Work task A:
In the organic certification guidance, who must certify the food and business of anyone who produces, prepares, stores, imports, exports or sells organic food?
Work task B:
Shorten the paragraph in the organic certification guidance that begins "You must avoid using artificial fertilisers" into a single sentence that keeps its main facts.

Given text:

============

How to get certified as an organic farmer in Great Britain (England, Scotland and Wales), and funding available to convert and manage your land.
If you produce, prepare, store, import, export or sell organic food, an approved UK organic control body must certify your food and business.
You’re breaking the law if you call your food ‘organic’ when it is not certified.
Rules you must follow to get organic certification
To get certified as an organic farmer, you must use only organic farming methods. You should:
- maintain soil fertility using crop rotation and other organic farming methods
- only control weeds, pests and diseases where necessary, using organic farming techniques and approved materials
- only process organic food where necessary, using limited approved products and substances
You must avoid using artificial fertilisers, pesticides, and products for cleaning and disinfection. Where they are needed, you must only use:
- fertilisers listed in the organics regulations
- pesticides listed in the organics regulations
- products for cleaning and disinfection listed in the organics regulations
Contact your approved UK organic control body for guidance on organic production rules.

============

Saved entries
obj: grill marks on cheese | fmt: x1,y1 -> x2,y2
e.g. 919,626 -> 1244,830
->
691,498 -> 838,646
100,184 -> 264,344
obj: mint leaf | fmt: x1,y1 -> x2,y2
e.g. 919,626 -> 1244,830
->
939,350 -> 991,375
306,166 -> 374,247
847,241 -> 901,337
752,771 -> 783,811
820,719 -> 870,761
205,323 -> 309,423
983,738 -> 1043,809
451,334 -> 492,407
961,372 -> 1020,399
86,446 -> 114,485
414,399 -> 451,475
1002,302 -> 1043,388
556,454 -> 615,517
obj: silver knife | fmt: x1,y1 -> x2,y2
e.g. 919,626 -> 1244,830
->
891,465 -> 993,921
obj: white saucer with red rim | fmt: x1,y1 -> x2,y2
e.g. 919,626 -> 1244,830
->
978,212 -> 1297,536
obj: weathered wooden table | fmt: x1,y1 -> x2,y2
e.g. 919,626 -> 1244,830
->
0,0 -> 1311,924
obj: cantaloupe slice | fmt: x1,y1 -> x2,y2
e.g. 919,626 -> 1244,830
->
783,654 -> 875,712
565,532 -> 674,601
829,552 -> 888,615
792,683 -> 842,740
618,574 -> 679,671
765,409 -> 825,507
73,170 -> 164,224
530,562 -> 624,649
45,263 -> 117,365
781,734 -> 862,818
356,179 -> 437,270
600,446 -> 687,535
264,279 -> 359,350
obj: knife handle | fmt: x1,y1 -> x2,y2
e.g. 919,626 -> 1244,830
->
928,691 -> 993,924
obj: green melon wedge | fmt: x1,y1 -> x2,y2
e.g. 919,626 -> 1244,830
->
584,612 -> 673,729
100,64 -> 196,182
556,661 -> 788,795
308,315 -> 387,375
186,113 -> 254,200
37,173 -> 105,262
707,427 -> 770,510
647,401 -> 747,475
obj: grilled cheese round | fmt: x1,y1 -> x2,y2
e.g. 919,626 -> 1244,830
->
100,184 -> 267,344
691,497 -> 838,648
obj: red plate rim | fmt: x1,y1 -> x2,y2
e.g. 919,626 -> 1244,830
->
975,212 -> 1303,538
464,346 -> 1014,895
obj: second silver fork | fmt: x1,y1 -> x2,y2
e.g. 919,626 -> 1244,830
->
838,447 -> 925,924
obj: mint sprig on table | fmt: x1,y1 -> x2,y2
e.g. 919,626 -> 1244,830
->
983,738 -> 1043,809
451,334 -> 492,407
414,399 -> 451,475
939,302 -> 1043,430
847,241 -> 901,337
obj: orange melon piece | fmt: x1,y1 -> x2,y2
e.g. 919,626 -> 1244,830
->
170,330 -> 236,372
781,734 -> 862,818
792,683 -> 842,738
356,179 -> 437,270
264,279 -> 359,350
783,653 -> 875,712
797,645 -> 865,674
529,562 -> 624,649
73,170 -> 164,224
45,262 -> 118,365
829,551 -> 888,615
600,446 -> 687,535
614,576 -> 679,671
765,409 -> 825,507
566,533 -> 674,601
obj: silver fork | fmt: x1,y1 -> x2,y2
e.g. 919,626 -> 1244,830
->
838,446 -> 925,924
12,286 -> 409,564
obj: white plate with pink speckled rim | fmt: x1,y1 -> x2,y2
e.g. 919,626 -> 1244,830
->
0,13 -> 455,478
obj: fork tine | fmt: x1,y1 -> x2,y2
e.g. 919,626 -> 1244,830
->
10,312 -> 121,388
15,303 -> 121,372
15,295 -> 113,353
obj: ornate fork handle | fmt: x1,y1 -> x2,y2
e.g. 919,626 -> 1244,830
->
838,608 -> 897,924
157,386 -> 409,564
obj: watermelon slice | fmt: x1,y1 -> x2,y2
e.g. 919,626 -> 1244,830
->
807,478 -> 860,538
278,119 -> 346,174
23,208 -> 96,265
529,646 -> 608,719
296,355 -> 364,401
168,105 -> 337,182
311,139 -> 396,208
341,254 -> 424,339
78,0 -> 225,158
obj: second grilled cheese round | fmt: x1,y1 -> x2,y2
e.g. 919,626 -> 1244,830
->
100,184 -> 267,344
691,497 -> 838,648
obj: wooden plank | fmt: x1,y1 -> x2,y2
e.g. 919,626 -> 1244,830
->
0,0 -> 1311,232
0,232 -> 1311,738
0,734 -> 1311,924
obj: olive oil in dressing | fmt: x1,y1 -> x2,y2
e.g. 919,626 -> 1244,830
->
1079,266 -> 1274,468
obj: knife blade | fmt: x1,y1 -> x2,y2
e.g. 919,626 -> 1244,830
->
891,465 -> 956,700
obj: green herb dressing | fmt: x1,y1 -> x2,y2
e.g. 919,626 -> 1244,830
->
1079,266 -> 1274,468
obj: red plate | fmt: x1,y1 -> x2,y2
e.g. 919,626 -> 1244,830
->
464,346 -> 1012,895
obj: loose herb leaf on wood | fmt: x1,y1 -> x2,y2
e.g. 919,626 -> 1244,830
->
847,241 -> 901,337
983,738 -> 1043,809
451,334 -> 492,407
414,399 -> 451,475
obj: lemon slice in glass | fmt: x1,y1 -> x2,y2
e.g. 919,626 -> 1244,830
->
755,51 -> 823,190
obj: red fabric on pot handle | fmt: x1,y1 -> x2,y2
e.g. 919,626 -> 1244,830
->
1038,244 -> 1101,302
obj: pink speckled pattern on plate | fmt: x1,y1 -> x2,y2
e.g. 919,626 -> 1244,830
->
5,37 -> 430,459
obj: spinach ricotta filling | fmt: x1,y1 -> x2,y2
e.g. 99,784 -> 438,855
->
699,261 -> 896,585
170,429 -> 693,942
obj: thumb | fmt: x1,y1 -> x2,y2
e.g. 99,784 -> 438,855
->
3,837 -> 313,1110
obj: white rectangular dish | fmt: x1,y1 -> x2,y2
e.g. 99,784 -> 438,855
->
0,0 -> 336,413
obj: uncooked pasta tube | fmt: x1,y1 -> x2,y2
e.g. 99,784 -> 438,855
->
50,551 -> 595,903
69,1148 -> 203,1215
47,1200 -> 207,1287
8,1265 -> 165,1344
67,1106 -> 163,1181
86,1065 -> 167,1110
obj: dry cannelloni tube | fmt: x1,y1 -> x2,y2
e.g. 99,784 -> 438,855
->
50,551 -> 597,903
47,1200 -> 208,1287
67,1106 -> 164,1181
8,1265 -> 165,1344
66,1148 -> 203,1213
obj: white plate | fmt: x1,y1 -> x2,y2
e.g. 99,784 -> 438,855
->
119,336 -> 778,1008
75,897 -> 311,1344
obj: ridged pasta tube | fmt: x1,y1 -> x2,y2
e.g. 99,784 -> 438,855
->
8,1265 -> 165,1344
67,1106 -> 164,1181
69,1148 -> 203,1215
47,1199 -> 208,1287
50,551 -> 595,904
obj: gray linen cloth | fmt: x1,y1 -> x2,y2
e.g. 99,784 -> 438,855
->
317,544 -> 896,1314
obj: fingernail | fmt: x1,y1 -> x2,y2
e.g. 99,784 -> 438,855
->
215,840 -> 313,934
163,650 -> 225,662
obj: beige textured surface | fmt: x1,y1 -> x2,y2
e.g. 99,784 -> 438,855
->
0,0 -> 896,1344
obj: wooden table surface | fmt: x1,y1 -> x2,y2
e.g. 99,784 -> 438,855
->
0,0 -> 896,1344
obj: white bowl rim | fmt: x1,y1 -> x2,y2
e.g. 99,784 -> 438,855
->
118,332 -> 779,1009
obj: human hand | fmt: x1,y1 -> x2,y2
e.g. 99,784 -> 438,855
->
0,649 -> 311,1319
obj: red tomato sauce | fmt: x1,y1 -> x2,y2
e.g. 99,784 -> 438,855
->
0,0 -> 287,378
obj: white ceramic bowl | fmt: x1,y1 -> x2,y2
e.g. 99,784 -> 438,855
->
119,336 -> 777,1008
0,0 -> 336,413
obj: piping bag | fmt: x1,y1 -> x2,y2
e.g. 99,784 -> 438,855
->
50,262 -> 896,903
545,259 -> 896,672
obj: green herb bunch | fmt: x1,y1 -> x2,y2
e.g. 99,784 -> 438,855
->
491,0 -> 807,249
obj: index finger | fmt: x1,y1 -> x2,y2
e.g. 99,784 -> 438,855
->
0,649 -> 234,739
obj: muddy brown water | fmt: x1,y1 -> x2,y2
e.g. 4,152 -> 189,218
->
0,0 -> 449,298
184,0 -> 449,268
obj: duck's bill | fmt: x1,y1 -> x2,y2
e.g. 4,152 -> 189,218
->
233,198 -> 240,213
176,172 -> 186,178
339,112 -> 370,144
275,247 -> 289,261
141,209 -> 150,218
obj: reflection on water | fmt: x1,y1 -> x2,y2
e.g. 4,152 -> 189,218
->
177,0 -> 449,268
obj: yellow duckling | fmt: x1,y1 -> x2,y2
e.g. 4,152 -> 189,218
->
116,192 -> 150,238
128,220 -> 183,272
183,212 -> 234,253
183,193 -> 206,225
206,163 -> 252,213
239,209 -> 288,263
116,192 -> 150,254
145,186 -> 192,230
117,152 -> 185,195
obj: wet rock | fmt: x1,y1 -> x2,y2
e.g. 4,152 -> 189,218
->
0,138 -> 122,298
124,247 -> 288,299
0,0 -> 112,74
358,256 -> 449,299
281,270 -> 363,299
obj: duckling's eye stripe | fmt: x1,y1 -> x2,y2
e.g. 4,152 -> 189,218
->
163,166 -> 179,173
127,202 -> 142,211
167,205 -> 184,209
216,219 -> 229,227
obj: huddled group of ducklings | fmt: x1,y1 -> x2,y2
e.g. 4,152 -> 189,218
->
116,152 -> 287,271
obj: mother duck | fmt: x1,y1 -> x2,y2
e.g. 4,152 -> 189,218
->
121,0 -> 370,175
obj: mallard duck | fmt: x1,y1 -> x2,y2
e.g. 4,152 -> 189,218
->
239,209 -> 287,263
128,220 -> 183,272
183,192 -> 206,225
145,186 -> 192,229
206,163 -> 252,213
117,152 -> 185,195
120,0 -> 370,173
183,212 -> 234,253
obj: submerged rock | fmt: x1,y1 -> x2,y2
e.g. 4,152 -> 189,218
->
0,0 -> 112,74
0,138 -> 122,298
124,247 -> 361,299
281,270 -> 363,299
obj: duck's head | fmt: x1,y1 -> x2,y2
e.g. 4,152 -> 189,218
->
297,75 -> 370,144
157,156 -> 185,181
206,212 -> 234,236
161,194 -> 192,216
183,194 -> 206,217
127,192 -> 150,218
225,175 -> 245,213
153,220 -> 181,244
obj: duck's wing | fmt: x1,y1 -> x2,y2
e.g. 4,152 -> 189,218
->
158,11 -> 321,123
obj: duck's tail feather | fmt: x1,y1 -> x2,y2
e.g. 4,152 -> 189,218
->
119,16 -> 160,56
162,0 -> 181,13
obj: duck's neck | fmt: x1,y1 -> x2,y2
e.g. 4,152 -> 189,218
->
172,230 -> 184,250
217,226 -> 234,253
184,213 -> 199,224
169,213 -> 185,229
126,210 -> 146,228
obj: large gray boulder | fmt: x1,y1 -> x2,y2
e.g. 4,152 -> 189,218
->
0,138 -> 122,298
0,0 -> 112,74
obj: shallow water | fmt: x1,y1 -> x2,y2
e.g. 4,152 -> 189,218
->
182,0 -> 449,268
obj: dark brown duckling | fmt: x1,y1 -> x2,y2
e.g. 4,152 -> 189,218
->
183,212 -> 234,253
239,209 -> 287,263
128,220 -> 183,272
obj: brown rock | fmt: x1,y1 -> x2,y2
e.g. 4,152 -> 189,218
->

============

Task result A:
An approved UK organic control body.

Task result B:
Avoid artificial fertilizers, pesticides and cleaning and disinfection products, and where they are needed, use only those listed in the organics regulations.